Originally featured in Points West in Summer 2009
Gray wolf skull
Collections serve different purposes in different types of museums. Biological and paleontological specimens in natural history museums provide us with the record of life on earth. This record reveals changes in the presence, distribution, and relative abundance of plants and animals through time. It also allows us to explore how individuals of a species vary from one another given their geographic location.
This “geographic variation” has generated much national interest in recent years, especially with the gray wolves (Canis lupus), captured in Canada and released in Yellowstone National Park in the mid-1990s. Were they representative of the population of gray wolves that historically inhabited the Greater Yellowstone region? One way to find out is to measure and compare physical traits of gray wolves currently living in the Yellowstone region to those that were collected from this area prior to the Canadian introductions.
Wolf specimens provide the critical information needed to explore this question. The Draper Natural History Museum is one repository for modern gray wolf specimens from the Yellowstone region. The picture specimen is one of several received after the wolves were killed by the U.S. Fish and Wildlife Service for preying on livestock. Our volunteers prepared it in our open laboratory so that visitors could get a behind-the-scenes glimpse. In fact, the laboratory has become one of the most popular “exhibits” in the Draper!
As the availability of research specimens of Yellowstone area wolves increases, we will be better able to answer questions—such as the one raised here—and explore new ones about gray wolf biology and ecology.

□ □ □ □ □ □ □

In the gray wolf skull passage, why did the U.S. Fish and Wildlife Service kill the wolves from which the pictured specimen came?

□ □ □ □ □ □ □

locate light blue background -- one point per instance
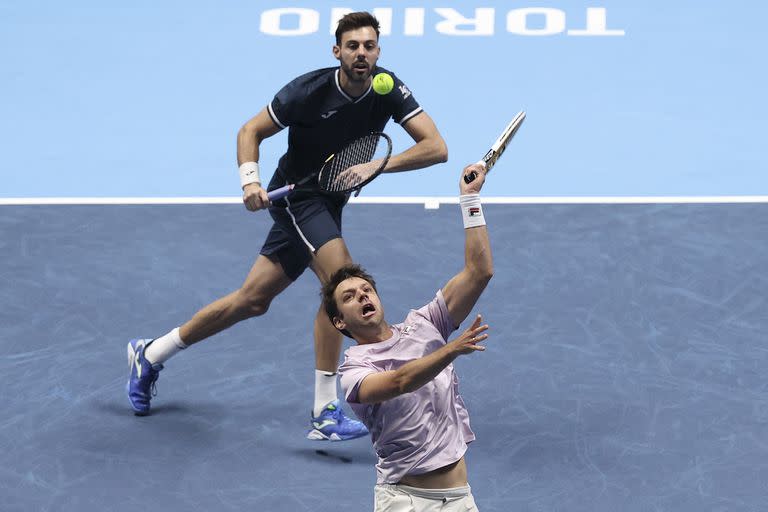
(145, 98)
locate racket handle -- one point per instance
(280, 193)
(469, 178)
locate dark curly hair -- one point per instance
(329, 288)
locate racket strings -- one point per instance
(359, 155)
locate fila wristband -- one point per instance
(249, 173)
(471, 210)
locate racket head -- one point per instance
(493, 154)
(357, 164)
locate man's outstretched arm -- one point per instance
(463, 290)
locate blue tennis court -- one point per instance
(626, 369)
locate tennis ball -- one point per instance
(383, 83)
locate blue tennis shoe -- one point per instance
(334, 425)
(142, 376)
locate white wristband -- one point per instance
(249, 173)
(471, 210)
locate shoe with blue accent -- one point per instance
(142, 376)
(334, 425)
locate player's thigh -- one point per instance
(266, 279)
(333, 255)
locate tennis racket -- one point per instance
(493, 154)
(349, 169)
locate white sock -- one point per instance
(164, 347)
(325, 390)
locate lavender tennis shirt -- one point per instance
(415, 432)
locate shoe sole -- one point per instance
(316, 435)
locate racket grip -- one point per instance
(280, 193)
(469, 178)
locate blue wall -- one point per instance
(145, 98)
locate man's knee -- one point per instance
(251, 305)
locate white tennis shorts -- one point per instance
(402, 498)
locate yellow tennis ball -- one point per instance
(383, 83)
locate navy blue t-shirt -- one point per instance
(321, 119)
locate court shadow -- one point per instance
(333, 456)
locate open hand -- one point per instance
(254, 197)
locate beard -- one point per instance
(353, 75)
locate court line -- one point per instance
(429, 202)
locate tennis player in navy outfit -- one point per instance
(323, 111)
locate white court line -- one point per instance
(429, 202)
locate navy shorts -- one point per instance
(300, 229)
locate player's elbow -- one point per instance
(482, 273)
(441, 151)
(249, 131)
(402, 384)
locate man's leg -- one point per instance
(264, 282)
(329, 421)
(146, 357)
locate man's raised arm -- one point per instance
(463, 290)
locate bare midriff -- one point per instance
(452, 475)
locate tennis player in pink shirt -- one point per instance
(400, 381)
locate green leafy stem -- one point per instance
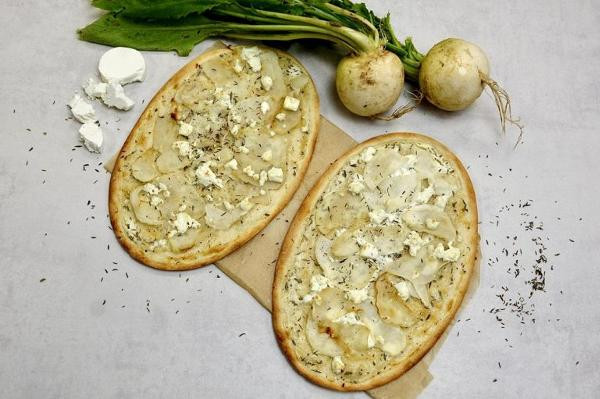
(165, 25)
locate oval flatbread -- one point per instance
(376, 262)
(218, 152)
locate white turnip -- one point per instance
(453, 75)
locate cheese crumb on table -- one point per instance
(82, 110)
(291, 103)
(91, 136)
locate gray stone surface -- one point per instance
(197, 334)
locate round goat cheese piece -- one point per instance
(122, 65)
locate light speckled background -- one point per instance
(170, 335)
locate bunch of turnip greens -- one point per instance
(369, 79)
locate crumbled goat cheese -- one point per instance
(291, 103)
(450, 255)
(91, 136)
(82, 110)
(252, 56)
(115, 97)
(275, 175)
(264, 107)
(368, 154)
(266, 82)
(414, 242)
(183, 222)
(246, 205)
(185, 129)
(207, 177)
(267, 155)
(183, 147)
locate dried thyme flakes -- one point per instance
(526, 256)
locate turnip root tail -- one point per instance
(417, 97)
(504, 108)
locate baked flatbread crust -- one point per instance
(210, 78)
(294, 305)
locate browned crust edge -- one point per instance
(219, 252)
(296, 228)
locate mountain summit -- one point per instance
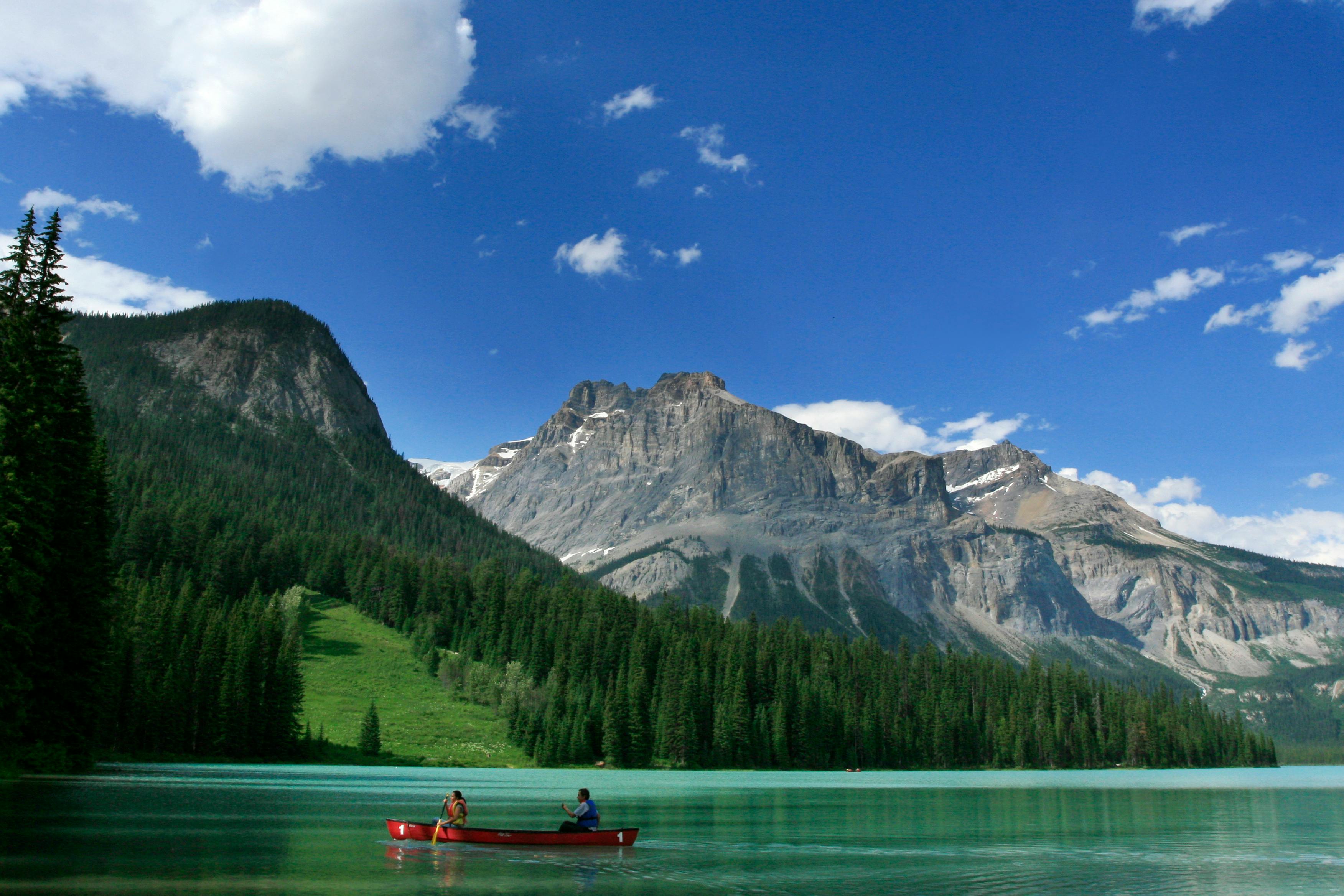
(687, 489)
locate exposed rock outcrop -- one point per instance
(686, 489)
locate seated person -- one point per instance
(585, 816)
(456, 810)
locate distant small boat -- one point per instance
(425, 831)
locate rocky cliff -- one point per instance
(687, 489)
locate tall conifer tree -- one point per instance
(54, 510)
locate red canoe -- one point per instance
(418, 831)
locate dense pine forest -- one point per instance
(190, 644)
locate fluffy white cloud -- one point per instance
(73, 210)
(482, 123)
(596, 256)
(1300, 304)
(1176, 287)
(1290, 260)
(709, 143)
(1154, 14)
(103, 288)
(1308, 299)
(651, 178)
(1230, 316)
(1316, 537)
(688, 256)
(1182, 234)
(624, 104)
(1298, 355)
(885, 429)
(260, 89)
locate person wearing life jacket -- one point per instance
(455, 810)
(585, 816)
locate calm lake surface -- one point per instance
(319, 829)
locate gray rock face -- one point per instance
(687, 489)
(1198, 608)
(268, 374)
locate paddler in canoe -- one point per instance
(455, 812)
(453, 815)
(585, 816)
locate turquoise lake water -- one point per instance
(319, 829)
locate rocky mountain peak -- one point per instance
(686, 489)
(678, 387)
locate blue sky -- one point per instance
(1023, 218)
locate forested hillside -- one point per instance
(237, 478)
(222, 502)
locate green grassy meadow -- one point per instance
(350, 660)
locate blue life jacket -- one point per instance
(589, 817)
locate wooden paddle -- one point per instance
(433, 842)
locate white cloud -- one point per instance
(885, 429)
(709, 143)
(1182, 234)
(1300, 304)
(624, 104)
(1229, 316)
(595, 256)
(1176, 287)
(1154, 14)
(976, 432)
(1298, 355)
(103, 288)
(1308, 299)
(260, 89)
(1316, 537)
(1290, 260)
(1101, 316)
(687, 256)
(73, 210)
(482, 123)
(651, 178)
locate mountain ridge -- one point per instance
(970, 546)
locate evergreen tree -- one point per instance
(370, 736)
(54, 511)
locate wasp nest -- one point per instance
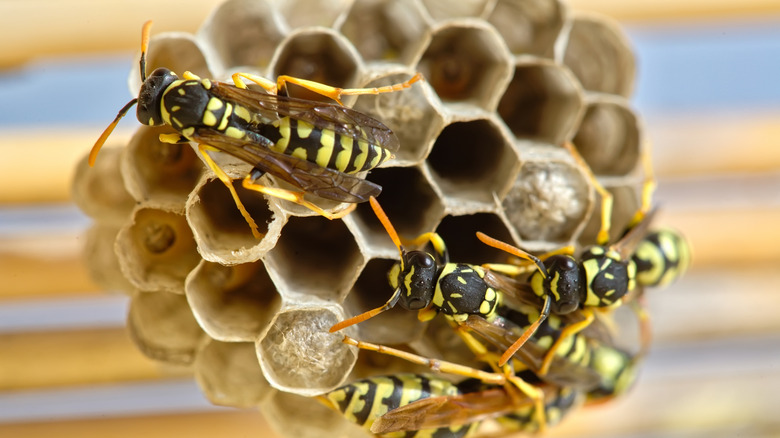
(507, 83)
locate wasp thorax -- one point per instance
(150, 96)
(417, 280)
(566, 282)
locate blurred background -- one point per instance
(708, 89)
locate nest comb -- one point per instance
(507, 82)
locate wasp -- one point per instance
(316, 147)
(419, 405)
(601, 277)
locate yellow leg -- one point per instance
(567, 332)
(296, 197)
(606, 197)
(267, 85)
(336, 93)
(507, 377)
(229, 184)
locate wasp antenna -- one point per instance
(144, 47)
(515, 251)
(104, 136)
(380, 214)
(367, 315)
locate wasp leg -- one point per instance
(567, 332)
(506, 379)
(296, 197)
(336, 93)
(267, 85)
(606, 197)
(204, 149)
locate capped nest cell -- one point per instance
(507, 83)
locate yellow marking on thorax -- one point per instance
(360, 159)
(299, 153)
(304, 129)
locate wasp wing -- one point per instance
(448, 411)
(309, 177)
(342, 120)
(502, 332)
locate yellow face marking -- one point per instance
(214, 104)
(188, 132)
(209, 119)
(304, 129)
(225, 117)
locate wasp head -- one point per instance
(150, 96)
(416, 276)
(565, 283)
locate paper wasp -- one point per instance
(316, 147)
(419, 405)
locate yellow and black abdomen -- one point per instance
(323, 146)
(662, 256)
(364, 401)
(462, 291)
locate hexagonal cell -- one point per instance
(158, 173)
(473, 161)
(315, 256)
(229, 374)
(300, 13)
(99, 191)
(163, 328)
(386, 29)
(298, 354)
(409, 201)
(241, 33)
(222, 233)
(444, 9)
(467, 61)
(529, 26)
(549, 201)
(626, 202)
(101, 260)
(414, 115)
(609, 137)
(599, 54)
(543, 102)
(294, 416)
(177, 51)
(459, 234)
(232, 303)
(320, 55)
(371, 290)
(156, 250)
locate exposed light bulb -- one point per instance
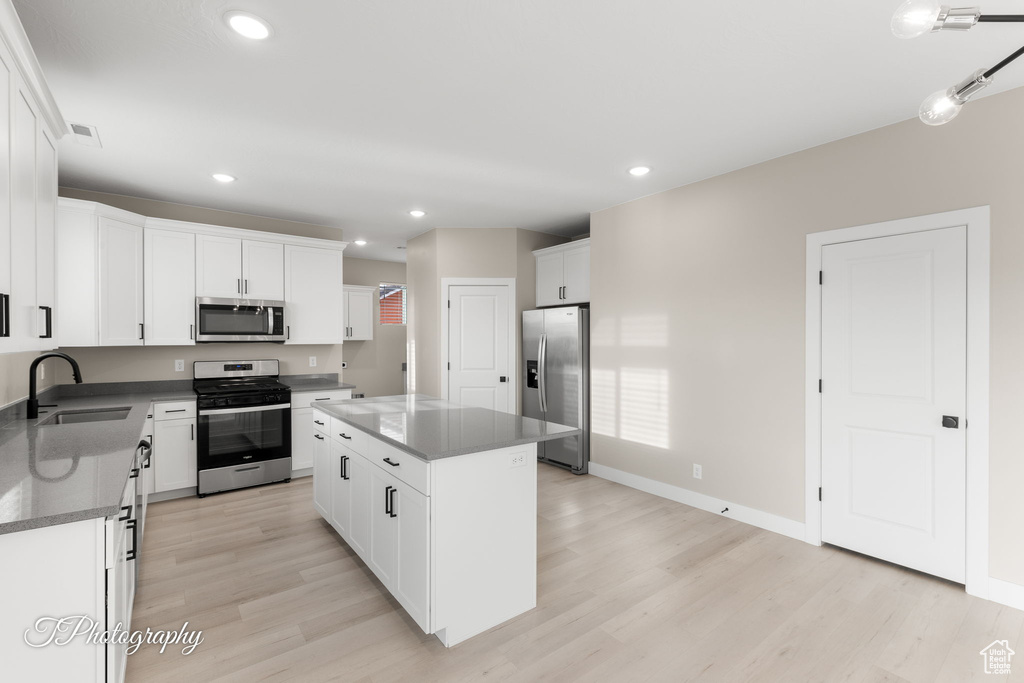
(248, 25)
(915, 17)
(940, 108)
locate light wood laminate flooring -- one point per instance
(631, 588)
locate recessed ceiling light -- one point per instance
(248, 25)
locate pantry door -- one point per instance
(894, 398)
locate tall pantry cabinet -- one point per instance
(28, 193)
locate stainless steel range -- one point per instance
(245, 424)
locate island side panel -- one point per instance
(483, 516)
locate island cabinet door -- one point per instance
(357, 470)
(383, 531)
(412, 587)
(322, 474)
(341, 489)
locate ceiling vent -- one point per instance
(87, 135)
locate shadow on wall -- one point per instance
(632, 402)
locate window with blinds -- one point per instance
(392, 307)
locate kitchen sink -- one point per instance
(94, 415)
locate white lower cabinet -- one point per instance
(174, 446)
(460, 560)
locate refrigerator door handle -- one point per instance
(541, 374)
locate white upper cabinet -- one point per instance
(32, 125)
(262, 270)
(121, 322)
(170, 288)
(99, 275)
(218, 266)
(359, 312)
(313, 302)
(563, 274)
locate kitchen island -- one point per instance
(439, 501)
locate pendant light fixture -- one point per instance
(915, 17)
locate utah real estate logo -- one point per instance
(997, 656)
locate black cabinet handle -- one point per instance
(49, 323)
(5, 321)
(131, 554)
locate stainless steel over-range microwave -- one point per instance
(240, 321)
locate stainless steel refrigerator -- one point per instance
(556, 386)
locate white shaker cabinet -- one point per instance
(170, 288)
(99, 281)
(563, 274)
(314, 307)
(359, 312)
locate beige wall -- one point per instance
(464, 253)
(375, 366)
(14, 376)
(195, 214)
(697, 307)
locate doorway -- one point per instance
(478, 347)
(897, 370)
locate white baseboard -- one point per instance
(1006, 593)
(758, 518)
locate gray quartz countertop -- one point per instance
(54, 474)
(430, 428)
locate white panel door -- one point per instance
(218, 266)
(262, 270)
(121, 301)
(170, 288)
(577, 275)
(46, 222)
(894, 364)
(174, 455)
(359, 314)
(549, 279)
(313, 294)
(478, 347)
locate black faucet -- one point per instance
(33, 407)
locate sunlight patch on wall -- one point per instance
(644, 406)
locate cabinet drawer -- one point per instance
(400, 465)
(307, 398)
(321, 422)
(353, 438)
(174, 411)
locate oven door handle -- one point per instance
(250, 409)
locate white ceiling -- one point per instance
(483, 113)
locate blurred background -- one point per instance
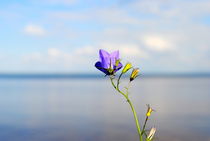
(50, 89)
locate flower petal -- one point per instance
(105, 58)
(114, 56)
(99, 66)
(116, 68)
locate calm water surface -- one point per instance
(90, 110)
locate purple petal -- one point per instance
(114, 57)
(99, 66)
(116, 68)
(105, 58)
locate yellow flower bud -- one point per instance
(134, 74)
(127, 67)
(151, 134)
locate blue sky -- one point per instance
(64, 36)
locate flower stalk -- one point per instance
(109, 64)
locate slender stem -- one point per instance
(131, 105)
(118, 80)
(145, 122)
(136, 119)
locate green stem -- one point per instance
(118, 80)
(131, 105)
(145, 122)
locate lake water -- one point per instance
(91, 110)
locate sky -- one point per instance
(64, 36)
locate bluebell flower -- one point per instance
(109, 62)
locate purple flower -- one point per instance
(109, 63)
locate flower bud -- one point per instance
(151, 134)
(127, 67)
(149, 111)
(134, 74)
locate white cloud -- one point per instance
(34, 30)
(68, 2)
(157, 43)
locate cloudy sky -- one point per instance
(64, 36)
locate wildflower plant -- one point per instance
(109, 64)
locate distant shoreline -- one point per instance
(86, 76)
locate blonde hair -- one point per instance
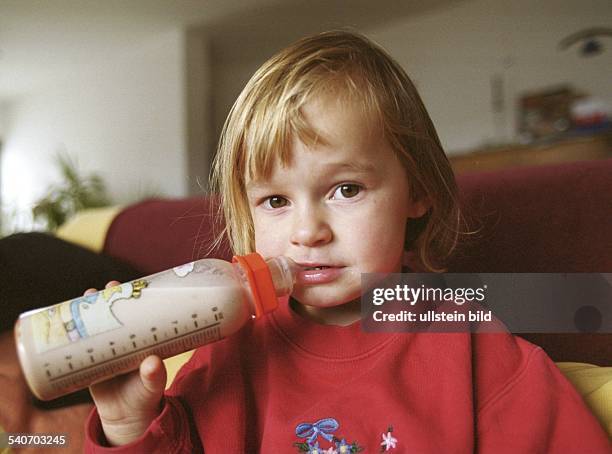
(267, 113)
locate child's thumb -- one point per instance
(153, 375)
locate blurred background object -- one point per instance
(139, 90)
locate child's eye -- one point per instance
(275, 201)
(347, 190)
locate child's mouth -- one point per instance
(322, 274)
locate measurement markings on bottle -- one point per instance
(119, 361)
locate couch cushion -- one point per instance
(549, 219)
(157, 234)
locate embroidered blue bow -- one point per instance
(322, 427)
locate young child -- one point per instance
(329, 157)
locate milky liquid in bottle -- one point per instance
(71, 345)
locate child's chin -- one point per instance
(326, 295)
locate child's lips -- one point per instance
(319, 276)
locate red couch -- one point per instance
(537, 219)
(544, 219)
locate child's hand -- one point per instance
(127, 404)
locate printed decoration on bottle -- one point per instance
(183, 270)
(82, 317)
(323, 428)
(389, 441)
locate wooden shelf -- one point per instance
(574, 149)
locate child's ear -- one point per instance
(418, 208)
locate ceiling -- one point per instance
(44, 40)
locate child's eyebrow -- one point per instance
(332, 168)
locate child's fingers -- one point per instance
(153, 375)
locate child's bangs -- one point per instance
(264, 146)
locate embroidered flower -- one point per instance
(388, 441)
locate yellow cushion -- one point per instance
(594, 384)
(88, 228)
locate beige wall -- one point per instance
(123, 118)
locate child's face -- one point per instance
(343, 205)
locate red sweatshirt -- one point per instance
(287, 385)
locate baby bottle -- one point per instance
(71, 345)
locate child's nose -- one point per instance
(310, 228)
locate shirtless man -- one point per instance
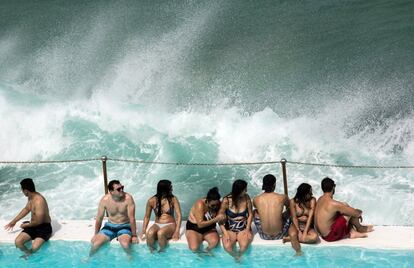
(336, 220)
(269, 217)
(121, 223)
(39, 228)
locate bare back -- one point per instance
(117, 210)
(39, 209)
(327, 210)
(270, 208)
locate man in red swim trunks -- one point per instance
(336, 220)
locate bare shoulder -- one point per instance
(175, 199)
(105, 199)
(129, 198)
(152, 201)
(199, 203)
(38, 200)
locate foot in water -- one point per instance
(286, 239)
(25, 256)
(370, 228)
(354, 234)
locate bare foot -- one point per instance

□ □ □ □ □ □ □

• **OUTPUT OF THE EXERCISE**
They were killed for preying on livestock.